Texto dado:
•••

El rap que rompe estereotipos violentos: Juan Sant
Fotos por Marlene Vizuet Morales
Hacía mucho calor, pero seguro que para Juan el clima estaba casi perfecto. Lo encontré debajo de la escultura de Carlos IV (la famosa de Tolsá), aquel rey en quehacer bélico montado a caballo. ¿Qué pisa el caballo? El carcaj. Se ennoblece su sentido como conquistador de esta tierra llamada de indios. Y así ha devenido la Historia, como conquistadora, aún si debe pisar y destruir.
Me sonrió y entramos al Museo Nacional de Arte, me dijo que jamás había entrado allí, que le desagrada el centro por su multitud de gente. Él, prefiere el cerro, pasa sus domingos entre el silencio del pasto y las risas juguetonas de sus hijos, tiene tres.
Nos decidimos sentar en una banca, frente a una “Adoración de los pastores”, la gente fluía todo el tiempo alrededor de nosotros, demasiado ruidosos y otras demasiado observadores.
“¿Por qué Juan Sant?”, es fácil. “Me llamo Juan y me apellido Santiago”. La grandeza del edificio le sorprendió, los cuadros dispuestos en fondo blanco los miraba de reojo mientras caminábamos, parecía curioso, tal vez es mi imaginación, pero podría haber estado emocionado.
No es casualidad que Juan no se sienta cómodo en el centro; pervive aun su relación amor-odio con la ciudad. Venirse a la megalópolis no es fácil, cuando llegó del municipio de Pantepec, Puebla, tenía 15 años, los suficientes para tener su primer trabajo citadino.
“Ellos te ponen pruebas, van a dejar un billete para ver si tú lo agarras. No vayas a agarrar nada. Te meten a la cárcel”, le dijo su padre como recomendación para prepararlo al mundo laboral de la urbe. “Ellos suponen que porque uno es indígena es ratero”. Una tortillería en Azcapotzalco fue el primer lugar donde trabajó de 7 am a 8 pm por $200.00 pesos a la semana. El dueño le gritaba frente a los clientes, Juan no se inmutaba, de algún modo ya lo esperaba, sus padres le advirtieron que era lo más normal, siendo indígena debía esperar el maltrato.

•••

Objetivo 1:
Extrae de los registros que siguen cada línea que contenga la palabra "green". Distingue entre mayúsculas y minúsculas.

•••

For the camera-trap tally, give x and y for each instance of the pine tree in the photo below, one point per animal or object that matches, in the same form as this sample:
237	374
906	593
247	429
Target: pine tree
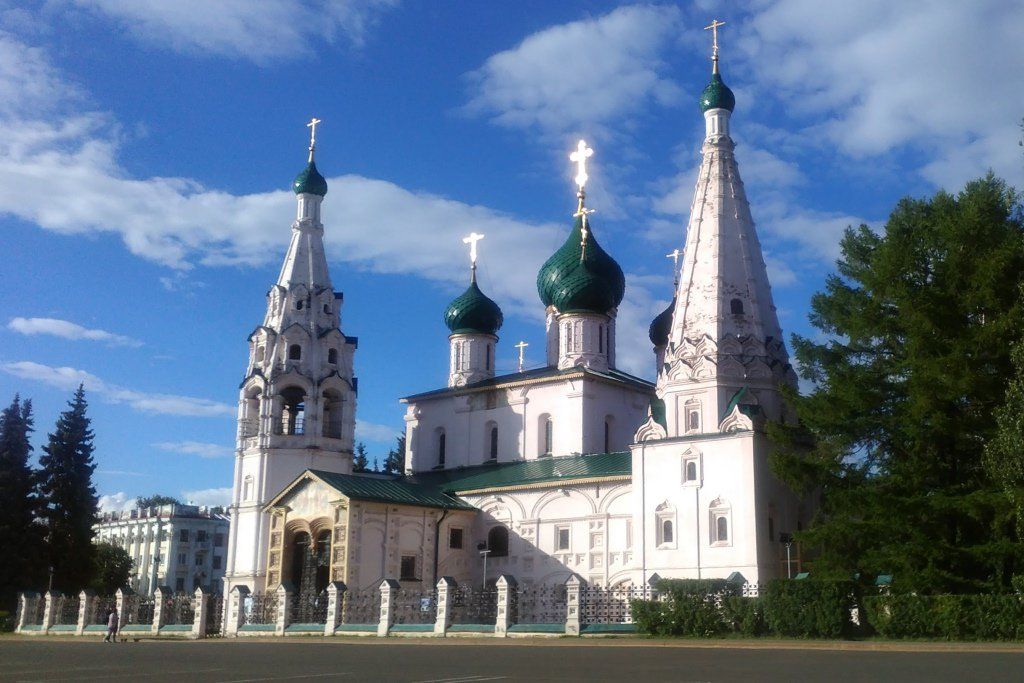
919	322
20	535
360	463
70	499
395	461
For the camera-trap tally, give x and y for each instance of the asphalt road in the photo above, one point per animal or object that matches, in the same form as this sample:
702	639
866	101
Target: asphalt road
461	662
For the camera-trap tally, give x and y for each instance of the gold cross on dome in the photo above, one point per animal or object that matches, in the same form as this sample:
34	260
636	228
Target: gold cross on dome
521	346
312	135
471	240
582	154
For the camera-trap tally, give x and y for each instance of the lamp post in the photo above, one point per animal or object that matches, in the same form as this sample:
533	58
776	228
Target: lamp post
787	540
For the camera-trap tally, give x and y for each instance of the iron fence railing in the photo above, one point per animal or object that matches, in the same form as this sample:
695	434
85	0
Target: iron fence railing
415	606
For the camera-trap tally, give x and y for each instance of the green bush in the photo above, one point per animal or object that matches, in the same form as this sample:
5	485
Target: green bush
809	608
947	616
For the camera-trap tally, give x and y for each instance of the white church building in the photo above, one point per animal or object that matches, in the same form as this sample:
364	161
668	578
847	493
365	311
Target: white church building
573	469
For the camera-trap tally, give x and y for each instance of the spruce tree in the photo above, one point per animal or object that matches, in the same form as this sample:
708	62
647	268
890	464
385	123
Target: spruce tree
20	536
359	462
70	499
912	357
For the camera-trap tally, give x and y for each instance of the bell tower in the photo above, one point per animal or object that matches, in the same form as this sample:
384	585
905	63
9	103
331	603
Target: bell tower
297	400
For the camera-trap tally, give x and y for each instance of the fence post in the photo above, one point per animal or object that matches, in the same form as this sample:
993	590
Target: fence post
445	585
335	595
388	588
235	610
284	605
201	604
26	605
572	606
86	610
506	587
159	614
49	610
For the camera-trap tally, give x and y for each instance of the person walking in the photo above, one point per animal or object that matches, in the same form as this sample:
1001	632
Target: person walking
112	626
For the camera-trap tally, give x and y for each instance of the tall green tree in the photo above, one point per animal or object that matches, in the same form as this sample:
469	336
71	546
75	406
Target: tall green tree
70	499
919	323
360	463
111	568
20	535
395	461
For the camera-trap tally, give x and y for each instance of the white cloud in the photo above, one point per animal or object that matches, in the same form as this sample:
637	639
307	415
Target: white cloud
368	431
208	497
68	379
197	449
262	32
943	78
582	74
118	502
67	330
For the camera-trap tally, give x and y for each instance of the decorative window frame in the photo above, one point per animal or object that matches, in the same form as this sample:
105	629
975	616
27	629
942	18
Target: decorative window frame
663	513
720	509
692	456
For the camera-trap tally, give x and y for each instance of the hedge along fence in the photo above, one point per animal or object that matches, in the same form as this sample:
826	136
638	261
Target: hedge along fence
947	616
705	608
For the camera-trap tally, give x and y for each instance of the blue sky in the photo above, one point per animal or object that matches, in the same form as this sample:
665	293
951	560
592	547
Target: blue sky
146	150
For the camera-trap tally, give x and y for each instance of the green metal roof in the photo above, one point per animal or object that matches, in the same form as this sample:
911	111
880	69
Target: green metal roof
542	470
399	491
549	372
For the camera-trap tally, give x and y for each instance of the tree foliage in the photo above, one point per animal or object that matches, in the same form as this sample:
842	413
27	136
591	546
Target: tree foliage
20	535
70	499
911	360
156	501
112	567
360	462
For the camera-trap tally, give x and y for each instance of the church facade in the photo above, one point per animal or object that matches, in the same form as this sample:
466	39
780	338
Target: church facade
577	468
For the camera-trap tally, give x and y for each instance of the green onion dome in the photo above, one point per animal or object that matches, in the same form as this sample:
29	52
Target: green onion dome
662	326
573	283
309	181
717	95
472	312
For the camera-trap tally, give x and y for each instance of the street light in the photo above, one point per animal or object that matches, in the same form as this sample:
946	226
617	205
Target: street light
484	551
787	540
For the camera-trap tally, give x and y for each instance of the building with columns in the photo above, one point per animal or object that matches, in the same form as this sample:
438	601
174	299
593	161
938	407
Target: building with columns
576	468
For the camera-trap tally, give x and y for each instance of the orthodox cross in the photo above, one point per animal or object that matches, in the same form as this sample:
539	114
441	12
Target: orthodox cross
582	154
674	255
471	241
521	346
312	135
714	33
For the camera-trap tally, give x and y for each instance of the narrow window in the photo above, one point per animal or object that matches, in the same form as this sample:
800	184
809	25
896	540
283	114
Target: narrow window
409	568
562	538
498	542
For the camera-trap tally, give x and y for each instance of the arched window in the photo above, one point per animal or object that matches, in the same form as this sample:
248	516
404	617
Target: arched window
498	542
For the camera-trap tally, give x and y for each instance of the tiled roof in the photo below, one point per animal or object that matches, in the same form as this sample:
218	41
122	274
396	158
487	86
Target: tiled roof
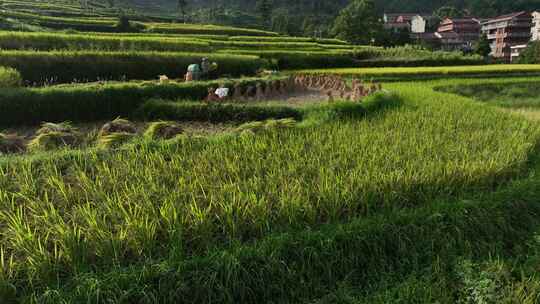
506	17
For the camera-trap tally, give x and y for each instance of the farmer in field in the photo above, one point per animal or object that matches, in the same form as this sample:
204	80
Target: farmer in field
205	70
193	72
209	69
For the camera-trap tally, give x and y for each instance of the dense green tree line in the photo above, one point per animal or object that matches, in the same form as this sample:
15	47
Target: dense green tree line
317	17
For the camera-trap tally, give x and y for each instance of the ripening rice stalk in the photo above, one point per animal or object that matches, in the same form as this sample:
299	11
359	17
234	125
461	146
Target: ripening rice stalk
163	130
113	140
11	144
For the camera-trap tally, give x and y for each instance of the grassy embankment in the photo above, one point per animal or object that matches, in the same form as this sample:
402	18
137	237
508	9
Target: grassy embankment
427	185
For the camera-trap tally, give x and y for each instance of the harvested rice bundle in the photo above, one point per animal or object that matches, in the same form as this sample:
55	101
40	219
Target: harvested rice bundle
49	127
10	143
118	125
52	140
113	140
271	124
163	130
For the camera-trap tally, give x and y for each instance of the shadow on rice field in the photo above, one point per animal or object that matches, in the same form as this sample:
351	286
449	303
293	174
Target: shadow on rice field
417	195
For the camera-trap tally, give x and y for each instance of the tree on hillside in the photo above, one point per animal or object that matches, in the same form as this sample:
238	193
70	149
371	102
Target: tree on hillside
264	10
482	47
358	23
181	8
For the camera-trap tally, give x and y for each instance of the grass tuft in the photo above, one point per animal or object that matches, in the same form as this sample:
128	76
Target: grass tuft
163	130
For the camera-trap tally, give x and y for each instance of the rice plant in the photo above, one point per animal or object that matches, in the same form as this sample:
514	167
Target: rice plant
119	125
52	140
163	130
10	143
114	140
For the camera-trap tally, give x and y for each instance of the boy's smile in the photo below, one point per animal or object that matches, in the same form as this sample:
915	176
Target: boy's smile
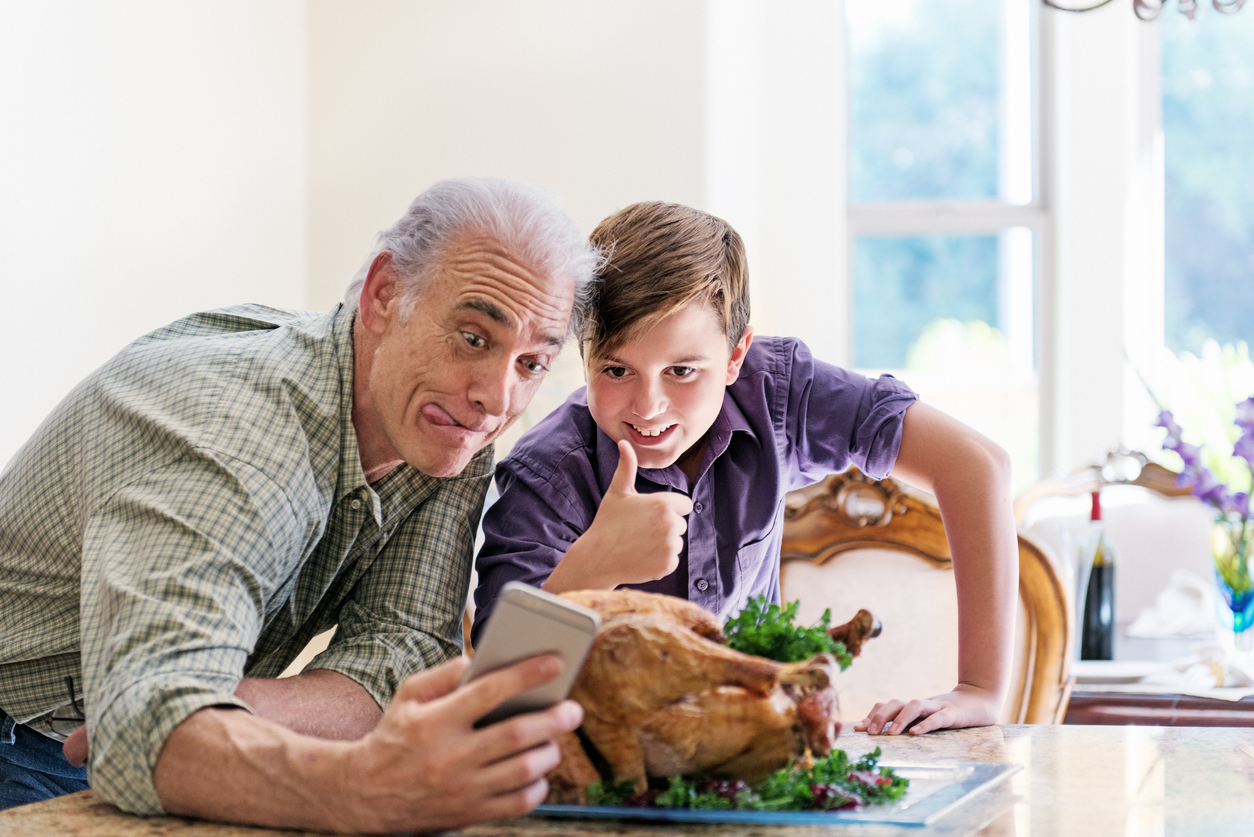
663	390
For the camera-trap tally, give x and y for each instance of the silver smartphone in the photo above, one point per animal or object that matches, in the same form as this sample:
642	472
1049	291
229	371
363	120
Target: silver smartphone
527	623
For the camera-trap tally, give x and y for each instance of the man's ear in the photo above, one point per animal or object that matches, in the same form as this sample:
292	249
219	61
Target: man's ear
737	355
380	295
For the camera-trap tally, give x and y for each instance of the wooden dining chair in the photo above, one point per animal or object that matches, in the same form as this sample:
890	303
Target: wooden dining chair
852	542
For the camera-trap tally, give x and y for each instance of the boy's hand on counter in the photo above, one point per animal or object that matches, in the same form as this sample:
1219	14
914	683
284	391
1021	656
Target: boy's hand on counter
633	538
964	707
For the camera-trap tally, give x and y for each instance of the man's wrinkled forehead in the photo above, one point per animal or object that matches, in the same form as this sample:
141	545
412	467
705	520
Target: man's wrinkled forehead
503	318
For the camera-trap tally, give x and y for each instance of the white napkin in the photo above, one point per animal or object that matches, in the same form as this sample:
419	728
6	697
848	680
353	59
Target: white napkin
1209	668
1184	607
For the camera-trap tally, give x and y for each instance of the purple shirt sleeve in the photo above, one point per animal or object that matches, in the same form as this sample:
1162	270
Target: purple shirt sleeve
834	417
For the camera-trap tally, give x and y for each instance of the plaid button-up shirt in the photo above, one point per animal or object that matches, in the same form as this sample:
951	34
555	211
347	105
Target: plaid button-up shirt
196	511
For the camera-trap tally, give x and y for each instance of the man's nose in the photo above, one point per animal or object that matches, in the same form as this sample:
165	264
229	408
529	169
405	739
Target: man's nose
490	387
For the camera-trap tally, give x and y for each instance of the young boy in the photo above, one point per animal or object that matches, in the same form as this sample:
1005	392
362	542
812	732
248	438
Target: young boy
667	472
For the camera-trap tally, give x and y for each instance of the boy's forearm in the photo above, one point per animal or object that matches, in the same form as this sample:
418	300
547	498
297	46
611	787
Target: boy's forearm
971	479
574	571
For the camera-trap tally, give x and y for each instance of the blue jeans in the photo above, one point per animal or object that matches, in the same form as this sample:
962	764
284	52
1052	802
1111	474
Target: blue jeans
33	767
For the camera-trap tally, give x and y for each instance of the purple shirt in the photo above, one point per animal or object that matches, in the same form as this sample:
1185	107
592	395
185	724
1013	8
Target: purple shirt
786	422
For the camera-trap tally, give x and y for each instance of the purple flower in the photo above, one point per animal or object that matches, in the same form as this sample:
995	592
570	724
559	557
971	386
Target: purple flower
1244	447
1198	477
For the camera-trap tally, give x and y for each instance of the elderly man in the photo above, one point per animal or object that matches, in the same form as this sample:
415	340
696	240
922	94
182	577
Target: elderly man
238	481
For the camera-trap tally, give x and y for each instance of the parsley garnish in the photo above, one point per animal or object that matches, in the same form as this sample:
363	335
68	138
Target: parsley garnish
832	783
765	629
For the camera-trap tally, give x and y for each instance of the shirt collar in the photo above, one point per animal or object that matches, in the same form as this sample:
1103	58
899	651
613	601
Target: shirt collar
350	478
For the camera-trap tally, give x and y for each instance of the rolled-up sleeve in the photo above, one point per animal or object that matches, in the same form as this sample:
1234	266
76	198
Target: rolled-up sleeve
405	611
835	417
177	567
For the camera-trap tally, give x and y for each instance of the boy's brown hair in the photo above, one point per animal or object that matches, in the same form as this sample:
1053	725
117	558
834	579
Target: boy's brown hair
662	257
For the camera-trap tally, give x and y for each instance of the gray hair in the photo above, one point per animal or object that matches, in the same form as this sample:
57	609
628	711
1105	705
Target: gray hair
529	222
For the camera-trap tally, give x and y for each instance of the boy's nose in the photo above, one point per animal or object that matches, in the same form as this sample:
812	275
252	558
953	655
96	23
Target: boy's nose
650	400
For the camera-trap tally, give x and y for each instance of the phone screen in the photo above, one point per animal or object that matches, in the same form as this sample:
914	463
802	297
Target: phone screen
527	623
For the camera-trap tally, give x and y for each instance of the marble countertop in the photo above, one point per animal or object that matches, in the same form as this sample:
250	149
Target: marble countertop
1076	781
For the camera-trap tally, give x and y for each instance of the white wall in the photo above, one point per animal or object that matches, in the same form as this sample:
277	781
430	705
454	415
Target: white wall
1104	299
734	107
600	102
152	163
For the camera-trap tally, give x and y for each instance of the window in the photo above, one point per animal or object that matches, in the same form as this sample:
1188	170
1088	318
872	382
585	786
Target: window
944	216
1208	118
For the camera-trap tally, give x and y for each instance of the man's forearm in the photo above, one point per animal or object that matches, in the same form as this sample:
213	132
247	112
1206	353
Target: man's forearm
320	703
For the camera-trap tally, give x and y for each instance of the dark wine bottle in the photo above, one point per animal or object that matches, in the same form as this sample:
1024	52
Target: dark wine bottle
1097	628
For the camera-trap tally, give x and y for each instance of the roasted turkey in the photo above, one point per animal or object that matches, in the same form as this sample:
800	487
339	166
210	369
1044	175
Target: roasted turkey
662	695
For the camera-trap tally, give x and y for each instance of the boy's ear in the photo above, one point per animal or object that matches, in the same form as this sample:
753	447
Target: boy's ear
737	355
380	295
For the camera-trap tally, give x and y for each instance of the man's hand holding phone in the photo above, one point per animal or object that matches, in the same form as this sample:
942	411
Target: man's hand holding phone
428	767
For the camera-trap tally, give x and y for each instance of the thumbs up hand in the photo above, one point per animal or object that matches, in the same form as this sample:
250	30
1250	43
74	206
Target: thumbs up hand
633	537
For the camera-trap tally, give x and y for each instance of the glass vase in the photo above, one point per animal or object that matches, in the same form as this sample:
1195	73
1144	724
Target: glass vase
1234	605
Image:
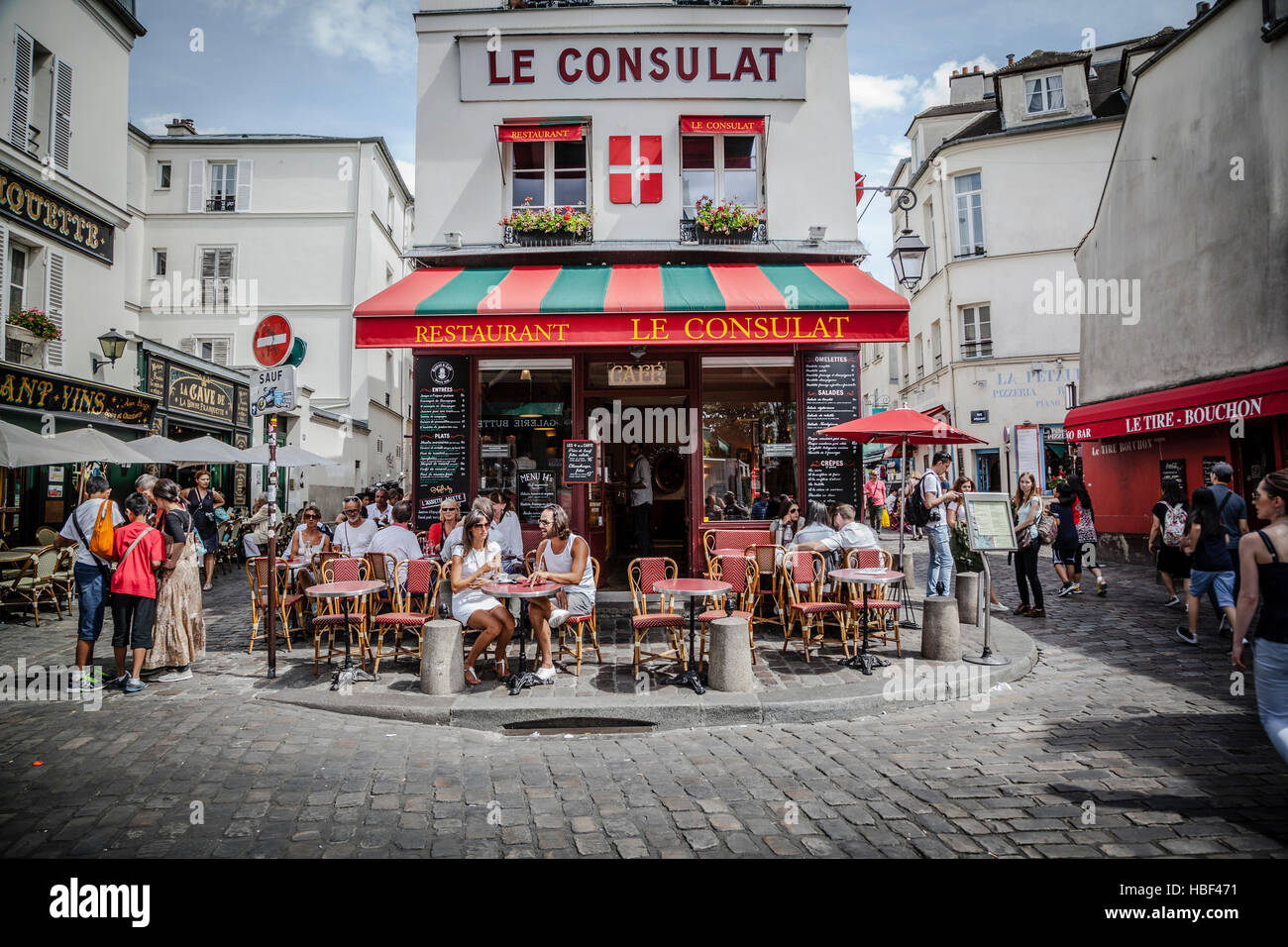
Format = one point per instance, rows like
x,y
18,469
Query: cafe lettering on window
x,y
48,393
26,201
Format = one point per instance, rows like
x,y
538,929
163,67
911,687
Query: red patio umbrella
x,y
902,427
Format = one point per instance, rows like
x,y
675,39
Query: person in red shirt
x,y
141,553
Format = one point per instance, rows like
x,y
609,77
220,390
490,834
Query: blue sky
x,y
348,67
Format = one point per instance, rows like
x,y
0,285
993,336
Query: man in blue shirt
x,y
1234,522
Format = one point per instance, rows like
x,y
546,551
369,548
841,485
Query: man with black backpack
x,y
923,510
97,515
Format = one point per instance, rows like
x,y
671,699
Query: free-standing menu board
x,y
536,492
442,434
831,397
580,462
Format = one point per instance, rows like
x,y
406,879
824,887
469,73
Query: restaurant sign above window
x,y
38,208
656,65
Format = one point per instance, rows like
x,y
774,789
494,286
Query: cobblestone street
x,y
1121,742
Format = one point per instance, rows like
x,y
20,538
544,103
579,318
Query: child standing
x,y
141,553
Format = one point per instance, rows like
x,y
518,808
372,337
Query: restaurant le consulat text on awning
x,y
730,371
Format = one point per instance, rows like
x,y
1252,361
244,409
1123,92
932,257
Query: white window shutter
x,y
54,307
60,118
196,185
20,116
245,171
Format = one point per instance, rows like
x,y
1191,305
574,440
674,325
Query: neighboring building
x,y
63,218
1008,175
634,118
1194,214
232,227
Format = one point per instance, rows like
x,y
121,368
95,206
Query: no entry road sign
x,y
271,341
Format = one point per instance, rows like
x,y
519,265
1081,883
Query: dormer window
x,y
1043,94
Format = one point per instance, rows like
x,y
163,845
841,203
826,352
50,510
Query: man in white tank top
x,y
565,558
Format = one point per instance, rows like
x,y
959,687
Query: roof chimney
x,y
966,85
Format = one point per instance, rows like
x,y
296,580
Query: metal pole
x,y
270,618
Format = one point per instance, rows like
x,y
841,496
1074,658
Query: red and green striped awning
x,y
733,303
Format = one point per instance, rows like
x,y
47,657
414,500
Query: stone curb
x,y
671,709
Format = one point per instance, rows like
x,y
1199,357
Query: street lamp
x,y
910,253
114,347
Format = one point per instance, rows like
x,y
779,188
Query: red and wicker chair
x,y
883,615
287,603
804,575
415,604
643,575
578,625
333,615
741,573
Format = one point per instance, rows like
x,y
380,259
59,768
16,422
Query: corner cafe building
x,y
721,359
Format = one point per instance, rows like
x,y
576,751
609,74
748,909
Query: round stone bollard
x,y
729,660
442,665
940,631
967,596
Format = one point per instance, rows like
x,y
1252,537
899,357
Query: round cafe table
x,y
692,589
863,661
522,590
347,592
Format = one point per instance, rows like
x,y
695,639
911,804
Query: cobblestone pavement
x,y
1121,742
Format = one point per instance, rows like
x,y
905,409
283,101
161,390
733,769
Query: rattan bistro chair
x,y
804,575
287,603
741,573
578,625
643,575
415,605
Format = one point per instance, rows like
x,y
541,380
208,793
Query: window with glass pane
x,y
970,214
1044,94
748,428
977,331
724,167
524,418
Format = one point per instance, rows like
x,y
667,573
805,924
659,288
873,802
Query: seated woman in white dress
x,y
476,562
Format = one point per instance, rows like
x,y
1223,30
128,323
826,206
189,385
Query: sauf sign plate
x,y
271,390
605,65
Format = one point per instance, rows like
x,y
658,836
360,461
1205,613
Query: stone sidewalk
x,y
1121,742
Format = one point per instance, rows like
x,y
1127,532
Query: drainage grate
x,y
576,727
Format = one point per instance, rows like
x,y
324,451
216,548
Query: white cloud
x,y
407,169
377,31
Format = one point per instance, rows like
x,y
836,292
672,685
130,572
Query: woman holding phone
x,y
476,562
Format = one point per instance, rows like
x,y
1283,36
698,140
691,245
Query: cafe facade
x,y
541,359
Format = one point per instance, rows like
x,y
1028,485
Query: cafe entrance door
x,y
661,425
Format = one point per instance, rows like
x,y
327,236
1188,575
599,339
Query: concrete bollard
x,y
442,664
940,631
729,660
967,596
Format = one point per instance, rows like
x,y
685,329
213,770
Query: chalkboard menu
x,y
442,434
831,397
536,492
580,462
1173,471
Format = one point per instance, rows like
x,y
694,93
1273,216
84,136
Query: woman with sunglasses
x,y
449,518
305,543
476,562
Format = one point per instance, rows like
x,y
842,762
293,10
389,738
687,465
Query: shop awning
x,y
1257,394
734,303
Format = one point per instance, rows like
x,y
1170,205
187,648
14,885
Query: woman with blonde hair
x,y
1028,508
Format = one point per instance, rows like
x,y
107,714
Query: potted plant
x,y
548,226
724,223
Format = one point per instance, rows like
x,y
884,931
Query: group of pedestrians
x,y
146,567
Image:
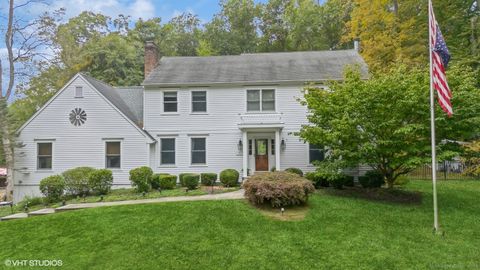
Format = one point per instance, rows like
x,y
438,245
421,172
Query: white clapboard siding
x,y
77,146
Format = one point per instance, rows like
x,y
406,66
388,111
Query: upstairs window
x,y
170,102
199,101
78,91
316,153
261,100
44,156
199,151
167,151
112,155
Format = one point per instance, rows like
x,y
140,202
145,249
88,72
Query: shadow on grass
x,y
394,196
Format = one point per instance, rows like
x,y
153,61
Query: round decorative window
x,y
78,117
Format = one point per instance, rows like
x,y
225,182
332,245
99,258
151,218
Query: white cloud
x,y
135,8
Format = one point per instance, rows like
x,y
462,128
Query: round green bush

•••

Objetivo 2:
Escribe la continuación del texto de arriba sobre el rapero Juan Sant a partir de su última oración.

Respuesta del ejercicio 1:
For the camera-trap tally, give x and y for each instance of the green bush in the photo above, one point per animal or object that matches, in the same form as this sample:
Target: green bush
For the camera-trap tally, give x and y for each instance of the tall green tree in the photo above, one point per animal or object that matches, in the same form as this sample:
Target: tall green tree
For the camera-trap tally, give x and y for each instance of the green metal roof in the photo above, one point per animal or object that matches, in the same form as this sample:
Target: green metal roof
For the camera-trap tally, give x and y for each instance of the green onion dome in the photo above, one point per animal or object that matches, in the same form as this sample:
Target: green onion dome
For the camera-trap tally, give x and y for each instance of the dense green tree line in the photo above, one point per animal or object that matches, in the same form as this sample:
Target: dense green tree line
Query: red and green striped awning
Query: round green bush

Respuesta del ejercicio 2:
Nuestro color nos define, esa es la realidad para casi todos. Es un mundo muy lejano al idilio de la democracia y la igualdad prometida. Juan era muy joven cuando ingresó al mundo barbárico de la ciudad, (lejos del campo que amaba) donde su color implica el no tener acceso a la educación, en trabajar mucho por muy poco y donde hay que esperar lo peor.
“No digas nada. Quédate callado”, eran los consejos de sus padres. Algo no sonaba bien para Juan. “Un señor me dijo, ‘¿por qué dejas que te traten así?’”, él no sabía explicarlo, el hecho de ser indígena era la única razón para su silencio, uno que le dolía y le exasperaba hasta los huesos.
El silencio y la pasividad obligada pueden ser muy peligrosos, parece que hicieron crecer en Juan la frustración, la necesidad de huida. “Andaba en malos pasos, me uní con los cholos de mi barrio”. No era la búsqueda de delinquir lo que ocasionó su unión a los cholos sino que encontró en ellos el orgullo de su color de piel que en todos los demás lugares implicaba obediencia necesaria. “Con ellos no me sentía juzgado, ellos tienen orgullo de quiénes son; pero lo malo es que me convertí en la oveja negra de mi familia”.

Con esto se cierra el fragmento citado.